===== Data to use
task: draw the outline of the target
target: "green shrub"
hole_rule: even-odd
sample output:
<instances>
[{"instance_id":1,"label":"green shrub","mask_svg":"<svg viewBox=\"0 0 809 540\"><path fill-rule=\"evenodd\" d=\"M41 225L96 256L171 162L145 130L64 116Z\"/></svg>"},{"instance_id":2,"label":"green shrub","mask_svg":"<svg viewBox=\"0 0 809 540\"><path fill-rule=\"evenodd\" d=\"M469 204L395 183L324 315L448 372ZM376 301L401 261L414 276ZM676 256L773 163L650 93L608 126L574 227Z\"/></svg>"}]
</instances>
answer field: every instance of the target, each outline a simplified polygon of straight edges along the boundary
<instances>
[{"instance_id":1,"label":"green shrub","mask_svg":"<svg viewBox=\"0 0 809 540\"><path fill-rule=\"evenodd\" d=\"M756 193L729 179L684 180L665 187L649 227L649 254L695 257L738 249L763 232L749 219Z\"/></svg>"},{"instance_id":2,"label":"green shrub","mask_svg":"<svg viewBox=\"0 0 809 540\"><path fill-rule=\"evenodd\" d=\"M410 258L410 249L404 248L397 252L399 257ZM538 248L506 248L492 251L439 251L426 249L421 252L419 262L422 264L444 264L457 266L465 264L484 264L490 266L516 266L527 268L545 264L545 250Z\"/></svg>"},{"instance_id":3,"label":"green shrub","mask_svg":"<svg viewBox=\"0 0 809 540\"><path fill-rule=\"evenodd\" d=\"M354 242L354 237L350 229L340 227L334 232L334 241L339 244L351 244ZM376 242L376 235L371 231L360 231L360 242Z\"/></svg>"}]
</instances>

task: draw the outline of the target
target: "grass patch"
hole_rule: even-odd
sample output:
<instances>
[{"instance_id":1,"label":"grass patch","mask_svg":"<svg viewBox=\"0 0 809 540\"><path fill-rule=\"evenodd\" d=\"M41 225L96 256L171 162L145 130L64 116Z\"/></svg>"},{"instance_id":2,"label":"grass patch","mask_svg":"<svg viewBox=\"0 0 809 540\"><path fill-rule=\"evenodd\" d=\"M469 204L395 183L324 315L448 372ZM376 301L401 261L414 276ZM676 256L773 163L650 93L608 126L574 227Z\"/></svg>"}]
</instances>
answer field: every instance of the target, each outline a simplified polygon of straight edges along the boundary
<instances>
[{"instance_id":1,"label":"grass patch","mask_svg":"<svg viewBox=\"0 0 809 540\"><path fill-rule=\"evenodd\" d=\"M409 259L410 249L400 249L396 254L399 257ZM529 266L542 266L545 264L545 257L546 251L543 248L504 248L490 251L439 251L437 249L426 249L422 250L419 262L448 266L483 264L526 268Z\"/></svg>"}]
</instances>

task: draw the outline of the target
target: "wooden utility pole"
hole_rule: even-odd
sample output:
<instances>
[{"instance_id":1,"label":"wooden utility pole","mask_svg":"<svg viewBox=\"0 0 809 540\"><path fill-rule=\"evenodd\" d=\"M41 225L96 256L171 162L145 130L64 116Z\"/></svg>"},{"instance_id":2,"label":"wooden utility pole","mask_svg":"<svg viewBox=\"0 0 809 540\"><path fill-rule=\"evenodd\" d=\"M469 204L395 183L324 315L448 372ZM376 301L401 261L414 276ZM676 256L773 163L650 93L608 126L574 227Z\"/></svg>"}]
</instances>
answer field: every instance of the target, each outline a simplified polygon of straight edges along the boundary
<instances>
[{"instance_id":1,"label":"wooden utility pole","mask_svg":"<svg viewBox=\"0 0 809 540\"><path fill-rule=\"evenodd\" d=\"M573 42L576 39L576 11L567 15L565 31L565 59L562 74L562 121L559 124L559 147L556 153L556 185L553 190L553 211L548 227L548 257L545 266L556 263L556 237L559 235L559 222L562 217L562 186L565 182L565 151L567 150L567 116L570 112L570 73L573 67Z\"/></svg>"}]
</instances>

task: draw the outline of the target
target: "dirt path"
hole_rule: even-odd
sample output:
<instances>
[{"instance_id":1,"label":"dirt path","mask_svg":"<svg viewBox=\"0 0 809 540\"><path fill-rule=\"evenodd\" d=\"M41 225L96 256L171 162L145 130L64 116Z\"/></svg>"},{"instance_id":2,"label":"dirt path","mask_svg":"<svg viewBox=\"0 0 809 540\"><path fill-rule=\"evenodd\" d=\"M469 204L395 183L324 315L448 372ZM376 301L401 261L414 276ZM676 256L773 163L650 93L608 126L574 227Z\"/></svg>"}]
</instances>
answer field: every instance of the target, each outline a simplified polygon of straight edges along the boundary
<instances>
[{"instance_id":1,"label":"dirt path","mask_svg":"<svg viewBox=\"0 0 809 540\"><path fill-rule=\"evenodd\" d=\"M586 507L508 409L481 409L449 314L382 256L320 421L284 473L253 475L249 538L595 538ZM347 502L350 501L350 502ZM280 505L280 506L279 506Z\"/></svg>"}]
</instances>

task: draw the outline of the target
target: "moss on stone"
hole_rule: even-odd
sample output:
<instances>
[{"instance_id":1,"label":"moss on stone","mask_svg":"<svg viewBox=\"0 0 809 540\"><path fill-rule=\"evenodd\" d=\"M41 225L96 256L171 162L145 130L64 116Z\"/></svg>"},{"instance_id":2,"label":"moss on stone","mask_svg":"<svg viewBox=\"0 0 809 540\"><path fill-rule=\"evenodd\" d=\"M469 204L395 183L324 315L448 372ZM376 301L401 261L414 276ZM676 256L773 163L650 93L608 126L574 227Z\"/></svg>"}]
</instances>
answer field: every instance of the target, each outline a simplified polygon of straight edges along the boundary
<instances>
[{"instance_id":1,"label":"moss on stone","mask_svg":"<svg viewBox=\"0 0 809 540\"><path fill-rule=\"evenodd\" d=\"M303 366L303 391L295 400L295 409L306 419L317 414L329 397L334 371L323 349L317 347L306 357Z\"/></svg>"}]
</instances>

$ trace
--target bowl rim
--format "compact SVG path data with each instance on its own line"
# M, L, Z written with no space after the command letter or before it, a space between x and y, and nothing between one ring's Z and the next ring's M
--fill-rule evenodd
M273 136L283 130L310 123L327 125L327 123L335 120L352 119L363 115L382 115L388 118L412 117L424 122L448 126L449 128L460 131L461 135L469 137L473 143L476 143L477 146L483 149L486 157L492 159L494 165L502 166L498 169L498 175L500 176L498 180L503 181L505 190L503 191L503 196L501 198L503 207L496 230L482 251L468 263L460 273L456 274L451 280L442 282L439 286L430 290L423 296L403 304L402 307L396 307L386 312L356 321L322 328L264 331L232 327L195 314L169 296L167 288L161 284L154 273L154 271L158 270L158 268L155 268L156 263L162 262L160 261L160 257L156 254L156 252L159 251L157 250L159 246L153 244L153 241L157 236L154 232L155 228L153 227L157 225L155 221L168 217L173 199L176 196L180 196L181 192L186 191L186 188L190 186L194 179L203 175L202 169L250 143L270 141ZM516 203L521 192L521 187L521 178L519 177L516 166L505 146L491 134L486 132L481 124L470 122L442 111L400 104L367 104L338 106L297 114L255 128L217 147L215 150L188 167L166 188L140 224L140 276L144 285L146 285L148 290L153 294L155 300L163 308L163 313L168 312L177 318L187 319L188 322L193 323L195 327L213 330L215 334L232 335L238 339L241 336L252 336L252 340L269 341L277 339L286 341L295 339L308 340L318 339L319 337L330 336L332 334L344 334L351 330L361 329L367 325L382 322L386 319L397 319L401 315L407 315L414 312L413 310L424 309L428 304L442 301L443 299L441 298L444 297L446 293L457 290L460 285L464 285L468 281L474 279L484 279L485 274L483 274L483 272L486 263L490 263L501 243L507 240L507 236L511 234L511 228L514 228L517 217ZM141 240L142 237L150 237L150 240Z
==========
Action item >>
Each record must be restated word for word, including the last line.

Answer for the task >>
task: draw the outline of the target
target: "green shrub"
hole_rule: even-odd
sample output:
<instances>
[{"instance_id":1,"label":"green shrub","mask_svg":"<svg viewBox=\"0 0 809 540\"><path fill-rule=\"evenodd\" d=\"M41 225L96 256L171 162L145 130L64 116Z\"/></svg>"},{"instance_id":2,"label":"green shrub","mask_svg":"<svg viewBox=\"0 0 809 540\"><path fill-rule=\"evenodd\" d=\"M469 204L395 183L324 315L448 372ZM376 301L401 261L414 276ZM676 256L773 163L650 93L608 126L574 227Z\"/></svg>"}]
</instances>
answer field: every instance of the target, each outline a simplified polygon of straight edges along the boundary
<instances>
[{"instance_id":1,"label":"green shrub","mask_svg":"<svg viewBox=\"0 0 809 540\"><path fill-rule=\"evenodd\" d=\"M756 193L729 179L684 180L665 187L649 227L649 254L695 257L738 249L763 232L749 219Z\"/></svg>"},{"instance_id":2,"label":"green shrub","mask_svg":"<svg viewBox=\"0 0 809 540\"><path fill-rule=\"evenodd\" d=\"M410 258L410 249L404 248L397 252L399 257ZM538 248L506 248L492 251L439 251L426 249L421 252L419 262L422 264L444 264L457 266L465 264L484 264L490 266L516 266L527 268L545 264L545 250Z\"/></svg>"},{"instance_id":3,"label":"green shrub","mask_svg":"<svg viewBox=\"0 0 809 540\"><path fill-rule=\"evenodd\" d=\"M354 242L354 237L350 229L340 227L334 232L334 241L339 244L351 244ZM376 242L376 235L371 231L360 231L360 242Z\"/></svg>"}]
</instances>

task: draw the outline of the target
target: "grass patch"
hole_rule: even-odd
sample output:
<instances>
[{"instance_id":1,"label":"grass patch","mask_svg":"<svg viewBox=\"0 0 809 540\"><path fill-rule=\"evenodd\" d=\"M41 225L96 256L171 162L145 130L64 116Z\"/></svg>"},{"instance_id":2,"label":"grass patch","mask_svg":"<svg viewBox=\"0 0 809 540\"><path fill-rule=\"evenodd\" d=\"M469 204L395 183L324 315L448 372ZM376 301L401 261L414 276ZM676 256L773 163L650 93L608 126L574 227Z\"/></svg>"}]
</instances>
answer field: every instance of the target, each outline a simplified polygon of straight edges along the boundary
<instances>
[{"instance_id":1,"label":"grass patch","mask_svg":"<svg viewBox=\"0 0 809 540\"><path fill-rule=\"evenodd\" d=\"M409 259L410 249L400 249L396 254L399 257ZM529 266L542 266L545 264L545 257L546 251L543 248L504 248L490 251L439 251L437 249L426 249L422 250L419 262L448 266L483 264L526 268Z\"/></svg>"}]
</instances>

task: draw the outline of the target
target: "wooden utility pole"
hole_rule: even-odd
sample output:
<instances>
[{"instance_id":1,"label":"wooden utility pole","mask_svg":"<svg viewBox=\"0 0 809 540\"><path fill-rule=\"evenodd\" d=\"M41 225L96 256L171 162L145 130L64 116Z\"/></svg>"},{"instance_id":2,"label":"wooden utility pole","mask_svg":"<svg viewBox=\"0 0 809 540\"><path fill-rule=\"evenodd\" d=\"M469 204L395 183L324 315L448 372ZM376 301L401 261L414 276ZM676 256L773 163L650 93L608 126L574 227Z\"/></svg>"}]
</instances>
answer field: every instance of the target, each outline a simplified polygon of straight edges along the boundary
<instances>
[{"instance_id":1,"label":"wooden utility pole","mask_svg":"<svg viewBox=\"0 0 809 540\"><path fill-rule=\"evenodd\" d=\"M573 42L576 39L576 11L567 15L565 31L565 59L562 74L562 121L559 124L559 147L556 153L556 185L553 190L553 211L548 227L548 257L545 266L556 263L556 237L559 235L559 222L562 217L562 186L565 182L565 151L567 150L567 116L570 112L570 73L573 67Z\"/></svg>"}]
</instances>

task: draw the outline of the target
target: "dirt path"
hole_rule: even-odd
sample output:
<instances>
[{"instance_id":1,"label":"dirt path","mask_svg":"<svg viewBox=\"0 0 809 540\"><path fill-rule=\"evenodd\" d=\"M41 225L96 256L171 162L145 130L64 116Z\"/></svg>"},{"instance_id":2,"label":"dirt path","mask_svg":"<svg viewBox=\"0 0 809 540\"><path fill-rule=\"evenodd\" d=\"M469 204L395 183L324 315L448 372ZM376 301L401 261L414 276ZM676 256L773 163L650 93L608 126L574 227Z\"/></svg>"}]
</instances>
answer field: every instance of the target, each outline a simplified polygon of straight edges along the boundary
<instances>
[{"instance_id":1,"label":"dirt path","mask_svg":"<svg viewBox=\"0 0 809 540\"><path fill-rule=\"evenodd\" d=\"M586 507L508 409L481 409L449 314L382 256L320 421L284 473L253 475L249 538L595 538ZM347 502L350 501L350 502ZM280 505L280 506L279 506Z\"/></svg>"}]
</instances>

task: draw the outline of the target
target: "moss on stone"
hole_rule: even-odd
sample output:
<instances>
[{"instance_id":1,"label":"moss on stone","mask_svg":"<svg viewBox=\"0 0 809 540\"><path fill-rule=\"evenodd\" d=\"M41 225L96 256L171 162L145 130L64 116Z\"/></svg>"},{"instance_id":2,"label":"moss on stone","mask_svg":"<svg viewBox=\"0 0 809 540\"><path fill-rule=\"evenodd\" d=\"M469 204L395 183L324 315L448 372ZM376 301L401 261L414 276ZM676 256L773 163L650 93L608 126L574 227Z\"/></svg>"}]
</instances>
answer field: every instance of the target, each outline a simplified polygon of straight edges along the boundary
<instances>
[{"instance_id":1,"label":"moss on stone","mask_svg":"<svg viewBox=\"0 0 809 540\"><path fill-rule=\"evenodd\" d=\"M303 366L303 391L295 400L295 409L306 419L317 414L329 397L334 371L323 349L317 347L306 357Z\"/></svg>"}]
</instances>

$ trace
--target bowl rim
--format "compact SVG path data with each instance on its own line"
# M, L, Z written with no space after the command letter or before it, a space between x and y, and nothing between one ring's Z and the next ring's M
--fill-rule evenodd
M273 136L283 130L310 123L327 125L327 123L335 120L352 119L363 115L382 115L388 118L412 117L424 122L448 126L449 128L460 131L461 135L469 137L473 143L476 143L477 146L483 149L486 157L492 159L494 165L502 166L498 169L498 175L500 176L498 180L503 181L505 190L503 191L503 196L501 198L503 207L496 230L482 251L468 263L460 273L456 274L451 280L442 282L439 286L430 290L423 296L403 304L402 307L396 307L386 312L356 321L322 328L264 331L232 327L195 314L169 296L167 288L161 284L154 273L154 271L158 270L158 268L155 268L156 263L162 262L160 261L160 257L156 254L156 252L159 251L157 250L159 246L153 244L153 241L157 236L154 232L155 228L153 227L157 225L155 221L168 217L173 199L176 196L180 196L181 192L186 191L186 188L190 186L194 179L203 175L202 169L250 143L270 141ZM516 203L521 192L521 187L521 178L519 177L516 166L505 146L491 134L486 132L481 124L470 122L442 111L400 104L367 104L338 106L297 114L255 128L217 147L215 150L188 167L166 188L140 224L140 276L144 285L146 285L148 290L153 294L155 300L163 308L163 313L168 312L177 318L187 319L188 322L193 323L195 327L213 330L215 334L232 335L238 339L241 336L252 336L252 340L269 341L277 339L286 341L295 339L308 340L318 339L319 337L330 336L332 334L344 334L351 330L361 329L367 325L382 322L386 319L397 319L401 315L407 315L414 312L413 310L424 309L428 304L442 301L443 299L441 298L444 297L446 293L457 290L460 285L464 285L468 281L474 279L484 279L485 274L483 274L483 272L486 263L490 263L501 243L507 240L507 236L511 234L511 228L514 228L517 217ZM141 240L142 237L150 237L150 240Z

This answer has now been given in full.